Stored entries:
/---

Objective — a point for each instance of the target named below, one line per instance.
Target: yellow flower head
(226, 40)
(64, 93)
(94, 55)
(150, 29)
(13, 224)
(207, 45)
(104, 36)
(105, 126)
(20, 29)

\---

REQUIRED WORK: Copy the records above line for line, keeping every character unchanged.

EXERCISE RESULT:
Objective — a point for each instance of the target named below, one line per instance.
Target: yellow flower head
(226, 40)
(64, 93)
(94, 55)
(150, 29)
(13, 224)
(207, 45)
(104, 36)
(105, 126)
(20, 29)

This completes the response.